- Source text
= = =

Oncomine, a cancer microarray database and online data‐mining platform, aimed at promoting discovery from genome‐wide expression analyses (Rhodes et al., 2004). To date, Oncomine contains 715 gene expression datasets and 86,733 samples, in which 74 lung cancer microarray databases are included (https://www.oncomine.org/resource/login.html). There are totally ten datasets containing mRNA expression data of LUAD tissue as well as normal lung tissue. Hereinto, four databases based on microarray platform Human Genome U133 or U133 Plus 2.0 were selected to retrieve mRNA expression information to identify the dysregulated gene in LUAD. As a result, 80 genes significantly dysregulated in LUAD were identified based on microarray database covering 356 cases of LUAD as well as 164 normal lung tissues. Twenty genes were further identified to be consistently dysregulated in all four microarrays by at least twofold. TCGA research network had large numbers of cancer studies and released the databases to the public, including thousands of microarray datasets from lung cancer samples. TCGA has been successfully used to study the association of genes with drug therapy and survival (Shah et al., 2018), endogenous RNA analysis (Ning et al., 2018), and gene–gene interactions (Wu, Huang, & Ma, 2018) in lung cancer. Therefore, in this study, the information of clinical data and mRNA expression in LUAD patients was retrieved from the TCGA database to explore the association of gene expression with survival.
Cancer is considered to be a disease involving dysregulated cell growth, a process in which cells divide uncontrollably. The causes of cancer progression are complex and diverse. Signaling pathways, covering a series of actions among multiple molecules occurring within cells, are important biological mechanisms in cell growth as well as proliferation. Discovering how the pathways and the molecules therein are associated with cancer is one of most essential problems for cancer researchers in the past decades. KEGG is a database resource for understanding high‐level functions and utilities of the biological system, such as the cell, the organism, and the ecosystem, from molecular‐level information, especially large‐scale molecular datasets generated by genome sequencing and other high‐throughput experimental technologies. According to KEGG pathway enrichment analysis by using DAVID, the present study demonstrated that the most significant pathways included the focal adhesion which were closely associated with tumor progression and metastasis. Together, these results indicate that the genes identified in this study might play crucial roles in LUAC progression, probably functioning as a group.
Biomarkers not only have prognostic implications, but are also helpful for measurement of treatment responses and surveillance for tumor recurrence and for guiding clinical decision (Wong, Xu, Chen, Lee, & Luk, 2013). Thus, prognostic biomarkers for LUAD patients are crucial, and there is an ongoing research for predictive biomarkers. Coremine medical mining suggested AGER was associated with invasiveness, metastasis, diagnosis, and prognosis and CCNB1 was associated with invasiveness, metastasis, diagnosis, prognosis, drug resistance, and recurrence.

= = =

- Task instructions
1. According to the lung adenocarcinoma passage, how many genes were consistently dysregulated in all four microarrays by at least twofold?
2. Decide whether each statement agrees with the lung adenocarcinoma passage, and quote the words that settle it: (a) Oncomine contains 715 gene expression datasets. (b) The microarray database covered 164 cases of LUAD. (c) Coremine medical mining linked CCNB1 with drug resistance.
3. Carry the lung adenocarcinoma passage on past its final sentence.
The lines are not needed for any of this work.

- Supplied information
= = =

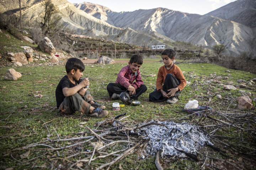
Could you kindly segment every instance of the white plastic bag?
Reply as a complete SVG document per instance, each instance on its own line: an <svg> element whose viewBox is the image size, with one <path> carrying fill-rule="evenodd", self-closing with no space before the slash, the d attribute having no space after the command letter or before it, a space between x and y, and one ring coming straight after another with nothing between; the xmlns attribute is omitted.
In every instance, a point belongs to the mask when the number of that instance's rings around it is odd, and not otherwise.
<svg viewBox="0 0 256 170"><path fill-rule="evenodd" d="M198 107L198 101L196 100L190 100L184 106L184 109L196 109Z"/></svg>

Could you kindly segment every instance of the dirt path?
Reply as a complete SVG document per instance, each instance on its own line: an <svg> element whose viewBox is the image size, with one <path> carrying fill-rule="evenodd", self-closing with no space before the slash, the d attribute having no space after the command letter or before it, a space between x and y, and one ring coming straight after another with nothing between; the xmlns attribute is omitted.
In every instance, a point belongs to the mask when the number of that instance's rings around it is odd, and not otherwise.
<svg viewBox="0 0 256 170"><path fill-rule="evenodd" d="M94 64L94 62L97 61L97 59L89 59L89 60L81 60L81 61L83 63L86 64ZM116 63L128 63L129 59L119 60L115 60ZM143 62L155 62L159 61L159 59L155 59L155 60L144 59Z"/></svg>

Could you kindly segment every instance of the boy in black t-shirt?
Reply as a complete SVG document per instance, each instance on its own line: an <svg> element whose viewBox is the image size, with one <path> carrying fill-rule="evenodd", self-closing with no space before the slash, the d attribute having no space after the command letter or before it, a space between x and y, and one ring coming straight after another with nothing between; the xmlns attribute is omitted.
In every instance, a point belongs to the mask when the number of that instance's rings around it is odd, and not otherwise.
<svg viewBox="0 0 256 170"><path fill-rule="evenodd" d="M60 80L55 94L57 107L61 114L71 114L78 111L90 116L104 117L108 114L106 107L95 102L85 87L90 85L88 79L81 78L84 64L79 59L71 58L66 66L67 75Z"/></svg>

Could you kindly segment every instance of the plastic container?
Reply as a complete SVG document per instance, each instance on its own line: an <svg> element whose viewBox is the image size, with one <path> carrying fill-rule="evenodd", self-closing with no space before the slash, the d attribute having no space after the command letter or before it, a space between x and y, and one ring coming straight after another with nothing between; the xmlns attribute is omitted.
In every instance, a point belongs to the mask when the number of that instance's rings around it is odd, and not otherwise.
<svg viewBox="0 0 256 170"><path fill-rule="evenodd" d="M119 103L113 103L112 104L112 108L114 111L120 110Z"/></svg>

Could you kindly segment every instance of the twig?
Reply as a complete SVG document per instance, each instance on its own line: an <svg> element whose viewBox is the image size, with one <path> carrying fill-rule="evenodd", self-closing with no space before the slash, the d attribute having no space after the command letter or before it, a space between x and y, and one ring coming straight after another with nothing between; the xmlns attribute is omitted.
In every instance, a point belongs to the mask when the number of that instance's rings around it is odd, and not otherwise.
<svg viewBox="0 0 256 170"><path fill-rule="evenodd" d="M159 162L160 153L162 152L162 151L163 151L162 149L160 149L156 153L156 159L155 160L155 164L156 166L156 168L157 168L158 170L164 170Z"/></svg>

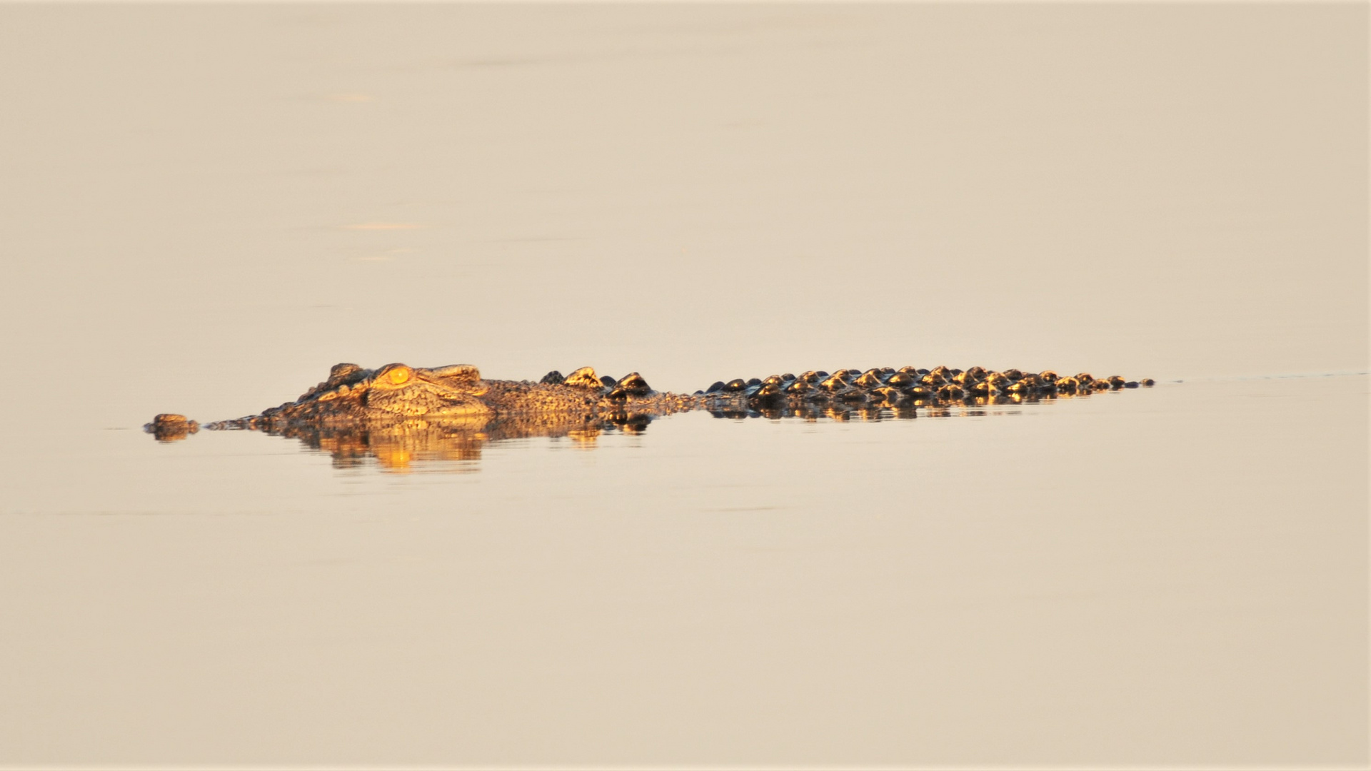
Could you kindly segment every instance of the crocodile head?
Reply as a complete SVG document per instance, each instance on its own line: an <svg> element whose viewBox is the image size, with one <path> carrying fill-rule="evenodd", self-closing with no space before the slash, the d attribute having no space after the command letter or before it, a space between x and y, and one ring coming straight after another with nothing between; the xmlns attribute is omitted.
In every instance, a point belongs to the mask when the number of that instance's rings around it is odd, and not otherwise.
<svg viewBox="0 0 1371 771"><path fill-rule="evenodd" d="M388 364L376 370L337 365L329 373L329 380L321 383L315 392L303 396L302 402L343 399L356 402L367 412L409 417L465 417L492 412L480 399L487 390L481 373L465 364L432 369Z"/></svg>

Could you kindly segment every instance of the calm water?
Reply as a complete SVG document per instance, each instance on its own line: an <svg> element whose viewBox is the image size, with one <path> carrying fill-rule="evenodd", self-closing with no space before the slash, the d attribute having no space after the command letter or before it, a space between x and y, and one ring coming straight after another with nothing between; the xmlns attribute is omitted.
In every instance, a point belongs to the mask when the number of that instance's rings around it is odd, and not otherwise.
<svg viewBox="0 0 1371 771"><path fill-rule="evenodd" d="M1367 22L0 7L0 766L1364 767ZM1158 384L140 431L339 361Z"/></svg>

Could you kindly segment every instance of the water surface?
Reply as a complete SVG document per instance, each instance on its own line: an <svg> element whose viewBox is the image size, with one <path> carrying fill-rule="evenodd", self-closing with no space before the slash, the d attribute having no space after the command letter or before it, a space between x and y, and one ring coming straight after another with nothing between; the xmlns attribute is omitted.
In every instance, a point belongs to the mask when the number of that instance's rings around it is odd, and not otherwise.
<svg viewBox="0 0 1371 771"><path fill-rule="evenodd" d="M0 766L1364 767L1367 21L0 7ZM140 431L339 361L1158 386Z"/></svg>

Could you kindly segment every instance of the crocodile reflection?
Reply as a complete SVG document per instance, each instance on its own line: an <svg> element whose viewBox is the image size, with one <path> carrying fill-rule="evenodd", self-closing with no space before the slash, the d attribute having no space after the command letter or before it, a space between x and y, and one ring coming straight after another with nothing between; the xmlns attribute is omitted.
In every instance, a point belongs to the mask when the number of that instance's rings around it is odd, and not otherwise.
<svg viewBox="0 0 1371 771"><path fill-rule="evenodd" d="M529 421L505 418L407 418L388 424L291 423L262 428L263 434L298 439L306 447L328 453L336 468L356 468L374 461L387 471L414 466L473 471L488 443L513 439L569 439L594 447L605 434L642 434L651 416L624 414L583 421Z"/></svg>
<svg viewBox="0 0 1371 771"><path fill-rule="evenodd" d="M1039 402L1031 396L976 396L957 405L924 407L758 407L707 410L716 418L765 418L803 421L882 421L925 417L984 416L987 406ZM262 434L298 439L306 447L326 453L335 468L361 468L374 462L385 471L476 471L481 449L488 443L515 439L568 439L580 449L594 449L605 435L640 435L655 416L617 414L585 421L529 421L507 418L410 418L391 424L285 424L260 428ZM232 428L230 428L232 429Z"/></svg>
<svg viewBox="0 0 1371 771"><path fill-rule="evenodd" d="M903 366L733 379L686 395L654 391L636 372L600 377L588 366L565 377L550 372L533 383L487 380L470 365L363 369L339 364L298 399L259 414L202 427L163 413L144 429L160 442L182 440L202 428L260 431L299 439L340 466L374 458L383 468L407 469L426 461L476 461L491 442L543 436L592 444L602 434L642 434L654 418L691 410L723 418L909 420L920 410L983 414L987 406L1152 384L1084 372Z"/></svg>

= = =

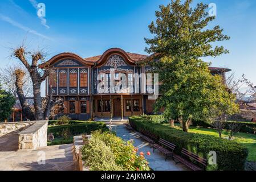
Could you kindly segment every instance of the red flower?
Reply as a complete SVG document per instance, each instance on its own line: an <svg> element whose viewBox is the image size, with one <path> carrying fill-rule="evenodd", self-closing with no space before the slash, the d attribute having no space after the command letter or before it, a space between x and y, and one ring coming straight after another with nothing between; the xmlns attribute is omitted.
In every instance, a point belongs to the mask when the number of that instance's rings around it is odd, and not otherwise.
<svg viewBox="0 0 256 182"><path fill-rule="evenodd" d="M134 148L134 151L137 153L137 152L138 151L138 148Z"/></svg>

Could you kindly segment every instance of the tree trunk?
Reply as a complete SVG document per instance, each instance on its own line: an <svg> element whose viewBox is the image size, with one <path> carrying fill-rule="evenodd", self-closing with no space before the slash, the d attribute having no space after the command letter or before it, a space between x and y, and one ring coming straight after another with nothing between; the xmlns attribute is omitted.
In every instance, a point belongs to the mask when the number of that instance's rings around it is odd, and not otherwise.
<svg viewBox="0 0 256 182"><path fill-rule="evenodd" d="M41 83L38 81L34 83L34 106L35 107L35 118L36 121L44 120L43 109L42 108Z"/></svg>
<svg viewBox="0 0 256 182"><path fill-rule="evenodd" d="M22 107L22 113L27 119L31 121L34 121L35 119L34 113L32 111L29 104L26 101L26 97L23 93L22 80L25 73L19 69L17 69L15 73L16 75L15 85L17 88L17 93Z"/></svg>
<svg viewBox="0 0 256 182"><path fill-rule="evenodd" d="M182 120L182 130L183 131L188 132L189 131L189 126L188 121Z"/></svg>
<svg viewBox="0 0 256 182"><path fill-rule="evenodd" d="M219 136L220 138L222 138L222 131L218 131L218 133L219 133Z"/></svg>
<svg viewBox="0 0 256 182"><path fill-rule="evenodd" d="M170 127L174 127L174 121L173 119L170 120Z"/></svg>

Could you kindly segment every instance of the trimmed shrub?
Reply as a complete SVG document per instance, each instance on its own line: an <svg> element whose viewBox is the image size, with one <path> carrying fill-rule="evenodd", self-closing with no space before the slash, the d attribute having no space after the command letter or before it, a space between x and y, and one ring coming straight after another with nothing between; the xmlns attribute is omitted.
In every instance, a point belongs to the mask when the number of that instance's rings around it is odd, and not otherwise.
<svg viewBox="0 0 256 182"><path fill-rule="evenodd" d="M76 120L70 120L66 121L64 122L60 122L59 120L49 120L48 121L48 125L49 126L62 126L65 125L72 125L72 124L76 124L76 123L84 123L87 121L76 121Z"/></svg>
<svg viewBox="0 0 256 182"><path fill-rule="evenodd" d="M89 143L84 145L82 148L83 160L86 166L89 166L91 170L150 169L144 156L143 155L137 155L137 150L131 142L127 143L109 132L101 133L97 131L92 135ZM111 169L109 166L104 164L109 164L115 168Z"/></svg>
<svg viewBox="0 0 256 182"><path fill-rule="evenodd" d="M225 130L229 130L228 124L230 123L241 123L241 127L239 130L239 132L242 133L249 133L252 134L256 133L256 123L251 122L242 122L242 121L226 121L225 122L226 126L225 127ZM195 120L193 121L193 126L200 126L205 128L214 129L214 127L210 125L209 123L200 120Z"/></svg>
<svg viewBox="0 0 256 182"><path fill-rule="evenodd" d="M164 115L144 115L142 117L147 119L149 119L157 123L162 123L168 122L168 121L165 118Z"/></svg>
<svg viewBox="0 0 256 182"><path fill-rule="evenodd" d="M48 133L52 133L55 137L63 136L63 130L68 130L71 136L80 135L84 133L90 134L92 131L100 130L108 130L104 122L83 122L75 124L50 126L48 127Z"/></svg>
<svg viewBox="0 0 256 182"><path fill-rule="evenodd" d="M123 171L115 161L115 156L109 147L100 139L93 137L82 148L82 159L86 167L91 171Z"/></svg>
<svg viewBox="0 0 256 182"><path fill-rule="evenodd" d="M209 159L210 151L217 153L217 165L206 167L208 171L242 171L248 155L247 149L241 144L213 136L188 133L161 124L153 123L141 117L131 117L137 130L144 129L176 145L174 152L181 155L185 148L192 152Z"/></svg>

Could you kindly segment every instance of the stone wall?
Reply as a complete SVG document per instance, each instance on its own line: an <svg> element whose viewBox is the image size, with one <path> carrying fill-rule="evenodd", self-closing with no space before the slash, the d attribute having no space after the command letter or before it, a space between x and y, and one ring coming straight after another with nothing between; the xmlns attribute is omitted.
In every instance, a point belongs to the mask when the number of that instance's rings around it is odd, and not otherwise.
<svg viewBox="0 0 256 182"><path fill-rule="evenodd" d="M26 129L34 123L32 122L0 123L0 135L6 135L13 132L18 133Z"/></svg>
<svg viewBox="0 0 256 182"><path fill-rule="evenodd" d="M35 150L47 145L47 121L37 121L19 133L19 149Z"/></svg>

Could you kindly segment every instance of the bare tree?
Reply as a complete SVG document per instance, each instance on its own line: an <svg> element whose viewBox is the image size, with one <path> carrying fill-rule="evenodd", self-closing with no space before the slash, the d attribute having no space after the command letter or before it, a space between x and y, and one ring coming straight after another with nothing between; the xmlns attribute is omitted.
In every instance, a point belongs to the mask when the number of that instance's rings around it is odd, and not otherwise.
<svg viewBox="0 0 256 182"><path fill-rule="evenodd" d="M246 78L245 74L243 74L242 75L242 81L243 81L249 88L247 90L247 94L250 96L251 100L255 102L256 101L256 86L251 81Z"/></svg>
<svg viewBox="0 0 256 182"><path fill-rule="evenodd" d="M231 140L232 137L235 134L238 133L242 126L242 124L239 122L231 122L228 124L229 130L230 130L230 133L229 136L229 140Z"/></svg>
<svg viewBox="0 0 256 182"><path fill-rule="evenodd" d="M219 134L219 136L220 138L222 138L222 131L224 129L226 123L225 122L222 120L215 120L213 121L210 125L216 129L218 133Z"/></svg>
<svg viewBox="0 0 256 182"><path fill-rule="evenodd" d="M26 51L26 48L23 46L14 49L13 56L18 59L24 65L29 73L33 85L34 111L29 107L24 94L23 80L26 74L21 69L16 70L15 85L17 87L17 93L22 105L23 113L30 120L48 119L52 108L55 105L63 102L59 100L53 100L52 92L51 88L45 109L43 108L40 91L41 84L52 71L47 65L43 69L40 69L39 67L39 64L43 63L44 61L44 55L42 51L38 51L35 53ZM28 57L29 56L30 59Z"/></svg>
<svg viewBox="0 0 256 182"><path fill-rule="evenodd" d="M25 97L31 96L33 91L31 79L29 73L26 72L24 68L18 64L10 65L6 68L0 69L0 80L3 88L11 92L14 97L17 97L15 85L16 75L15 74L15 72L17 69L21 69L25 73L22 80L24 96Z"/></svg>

= = =

- Your written answers
1. Twenty genes.

2.
(a) Yes: "Oncomine contains 715 gene expression datasets and 86,733 samples"
(b) No: "covering 356 cases of LUAD as well as 164 normal lung tissues"
(c) Yes: "CCNB1 was associated with invasiveness, metastasis, diagnosis, prognosis, drug resistance, and recurrence"

3.
In this study, a group of genes associated with DFS and OS was identified in 516 LUAD patients. Among these genes, low expression of AGER, CLIC5, and FAM189A2, and high expression of CCNB1, CENPU, GOLM1, and TEME106B were associated with poor OS and DFS. High expression of COL11A1, low expression of FAM107A and SLIT3 were associated with poor OS, but not with DFS. Furthermore, AGER was identified as independent risk prognostic factors for OS and DFS, while CCNB1 was independently associated with DFS in LUAD patients.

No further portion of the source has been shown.